Extrayez de la liste ci-dessous chaque ligne contenant la chaîne « rock », en tenant compte de la casse.

┄┄┄┄┄┄┄┄┄┄┄┄┄┄┄┄┄┄┄┄

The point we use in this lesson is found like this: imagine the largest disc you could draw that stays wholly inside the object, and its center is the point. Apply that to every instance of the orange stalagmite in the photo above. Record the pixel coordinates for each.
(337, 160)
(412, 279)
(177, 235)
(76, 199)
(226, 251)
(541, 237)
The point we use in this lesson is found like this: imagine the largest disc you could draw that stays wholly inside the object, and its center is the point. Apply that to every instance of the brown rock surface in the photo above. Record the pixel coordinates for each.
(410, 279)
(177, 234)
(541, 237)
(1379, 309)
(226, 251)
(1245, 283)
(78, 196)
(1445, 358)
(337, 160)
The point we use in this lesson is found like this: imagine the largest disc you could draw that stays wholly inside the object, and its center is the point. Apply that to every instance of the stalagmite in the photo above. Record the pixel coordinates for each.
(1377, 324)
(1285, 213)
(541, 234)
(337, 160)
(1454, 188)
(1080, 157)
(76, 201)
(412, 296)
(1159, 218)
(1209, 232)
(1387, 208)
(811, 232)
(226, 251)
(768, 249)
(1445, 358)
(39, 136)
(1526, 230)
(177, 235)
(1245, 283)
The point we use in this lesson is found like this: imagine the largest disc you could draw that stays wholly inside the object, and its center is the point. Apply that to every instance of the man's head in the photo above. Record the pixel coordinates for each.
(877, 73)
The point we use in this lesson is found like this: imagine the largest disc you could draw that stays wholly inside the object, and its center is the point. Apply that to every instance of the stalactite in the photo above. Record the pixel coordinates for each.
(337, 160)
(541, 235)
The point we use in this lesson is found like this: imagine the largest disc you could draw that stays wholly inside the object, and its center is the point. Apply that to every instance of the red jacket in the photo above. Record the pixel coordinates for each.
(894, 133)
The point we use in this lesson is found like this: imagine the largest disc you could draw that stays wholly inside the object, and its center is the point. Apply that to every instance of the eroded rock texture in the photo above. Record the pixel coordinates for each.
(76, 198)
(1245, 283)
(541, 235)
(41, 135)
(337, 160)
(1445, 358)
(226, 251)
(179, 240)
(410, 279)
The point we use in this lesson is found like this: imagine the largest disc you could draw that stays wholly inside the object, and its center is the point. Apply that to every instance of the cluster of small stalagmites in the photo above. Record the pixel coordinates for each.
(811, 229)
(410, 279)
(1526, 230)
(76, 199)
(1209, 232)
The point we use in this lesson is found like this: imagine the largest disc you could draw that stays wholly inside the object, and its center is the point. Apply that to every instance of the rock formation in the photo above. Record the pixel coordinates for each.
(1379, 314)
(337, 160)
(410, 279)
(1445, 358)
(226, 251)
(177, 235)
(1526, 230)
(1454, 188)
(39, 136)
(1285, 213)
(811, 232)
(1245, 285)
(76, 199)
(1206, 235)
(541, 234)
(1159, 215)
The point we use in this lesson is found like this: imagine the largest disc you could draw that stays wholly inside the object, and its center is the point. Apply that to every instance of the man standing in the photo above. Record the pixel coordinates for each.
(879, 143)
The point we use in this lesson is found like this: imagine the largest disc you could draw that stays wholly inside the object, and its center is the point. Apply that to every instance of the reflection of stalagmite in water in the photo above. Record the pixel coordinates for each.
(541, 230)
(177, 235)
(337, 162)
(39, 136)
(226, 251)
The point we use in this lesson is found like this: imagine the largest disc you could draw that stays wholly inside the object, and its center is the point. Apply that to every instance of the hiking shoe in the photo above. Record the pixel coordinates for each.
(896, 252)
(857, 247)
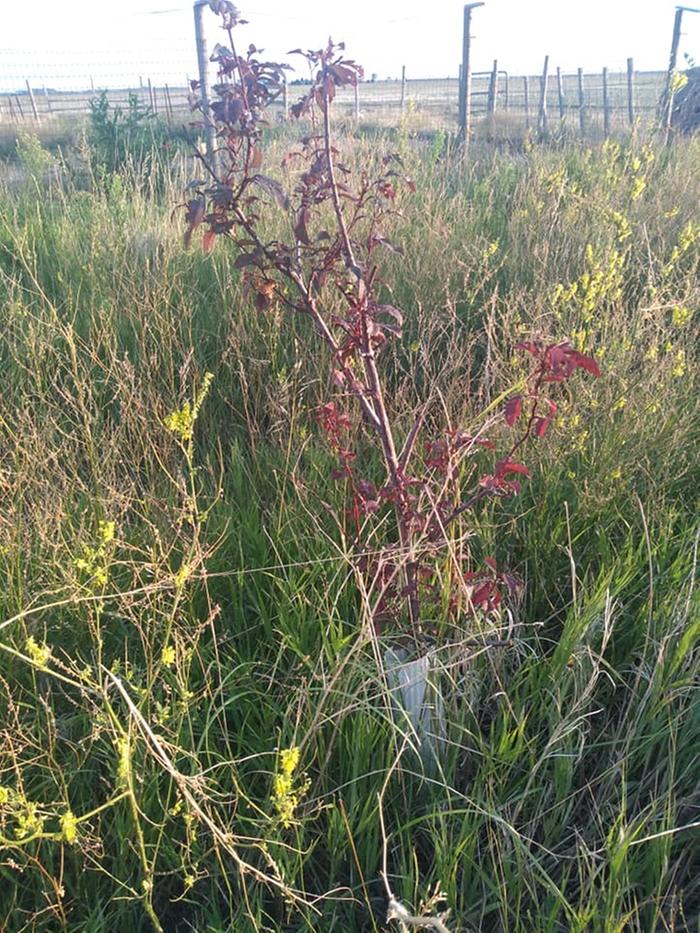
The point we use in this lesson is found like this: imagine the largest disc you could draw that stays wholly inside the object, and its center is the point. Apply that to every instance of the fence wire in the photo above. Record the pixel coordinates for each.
(36, 93)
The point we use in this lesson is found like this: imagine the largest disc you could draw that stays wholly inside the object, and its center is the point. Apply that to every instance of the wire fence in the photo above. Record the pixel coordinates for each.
(591, 102)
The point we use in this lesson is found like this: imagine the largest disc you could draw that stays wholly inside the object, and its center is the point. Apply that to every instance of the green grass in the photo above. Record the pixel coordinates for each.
(567, 792)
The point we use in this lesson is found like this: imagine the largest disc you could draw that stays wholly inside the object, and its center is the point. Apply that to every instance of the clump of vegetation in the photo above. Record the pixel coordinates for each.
(131, 138)
(198, 729)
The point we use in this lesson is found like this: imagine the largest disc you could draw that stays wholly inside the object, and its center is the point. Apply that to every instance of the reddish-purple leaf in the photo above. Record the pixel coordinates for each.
(514, 407)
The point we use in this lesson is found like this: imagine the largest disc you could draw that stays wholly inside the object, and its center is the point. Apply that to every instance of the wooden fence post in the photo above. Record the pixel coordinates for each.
(581, 103)
(493, 88)
(526, 94)
(543, 121)
(32, 101)
(560, 95)
(630, 90)
(168, 103)
(606, 104)
(465, 96)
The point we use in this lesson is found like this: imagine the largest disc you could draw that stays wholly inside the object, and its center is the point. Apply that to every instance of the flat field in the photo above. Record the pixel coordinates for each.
(196, 728)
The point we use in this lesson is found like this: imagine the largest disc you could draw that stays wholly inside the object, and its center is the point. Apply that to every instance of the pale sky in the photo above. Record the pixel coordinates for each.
(62, 42)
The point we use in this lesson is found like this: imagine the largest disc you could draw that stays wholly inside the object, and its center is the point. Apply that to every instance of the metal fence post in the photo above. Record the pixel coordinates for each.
(465, 102)
(606, 104)
(560, 95)
(526, 96)
(630, 90)
(493, 88)
(581, 103)
(32, 101)
(543, 121)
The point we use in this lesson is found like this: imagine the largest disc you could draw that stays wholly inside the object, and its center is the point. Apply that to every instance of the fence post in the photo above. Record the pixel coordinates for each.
(202, 62)
(667, 105)
(493, 88)
(543, 122)
(606, 104)
(32, 101)
(560, 94)
(581, 103)
(168, 104)
(526, 94)
(465, 102)
(630, 90)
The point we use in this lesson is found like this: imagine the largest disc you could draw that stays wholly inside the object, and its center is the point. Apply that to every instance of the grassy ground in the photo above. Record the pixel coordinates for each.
(201, 616)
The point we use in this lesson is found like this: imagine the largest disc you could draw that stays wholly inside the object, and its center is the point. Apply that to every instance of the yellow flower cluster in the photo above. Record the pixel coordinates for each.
(40, 654)
(93, 563)
(288, 790)
(181, 422)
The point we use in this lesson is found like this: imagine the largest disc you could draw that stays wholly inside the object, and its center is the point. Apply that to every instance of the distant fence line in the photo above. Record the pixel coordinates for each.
(592, 102)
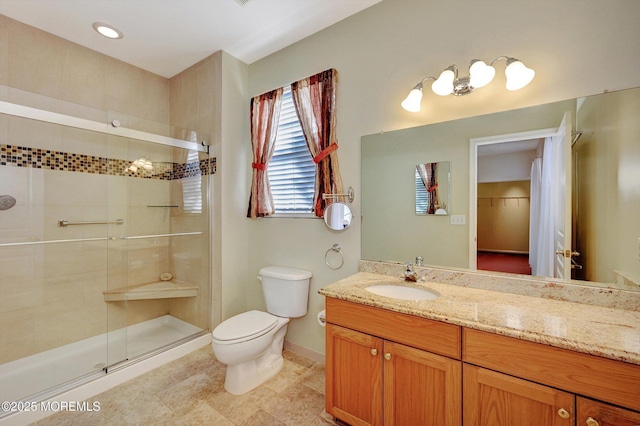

┄┄┄┄┄┄┄┄┄┄┄┄┄┄┄┄┄┄┄┄

## RÉPONSE CI-DESSOUS
The point we use in this lesson is found like this: imagine the largest disc you could draw that stays wholly inside the object, and its center is the point. Apply that to every instance of the brown rock surface in the photo above. Record the pixel coordinates for each.
The point we use in this lesson is found like this: imagine the largest disc you could draw that stays wholly inside the object, and its center is the point. Apply that to every instance of the eroded rock texture in the photo above. Record the pixel coordinates for each.
The point we use in this lesson is found like this: imagine the largest disc you could draw that stays wholly inside the object, and its center is the point. Apply that to every instance of the rock formation in the photo above. Record the pixel coordinates for each.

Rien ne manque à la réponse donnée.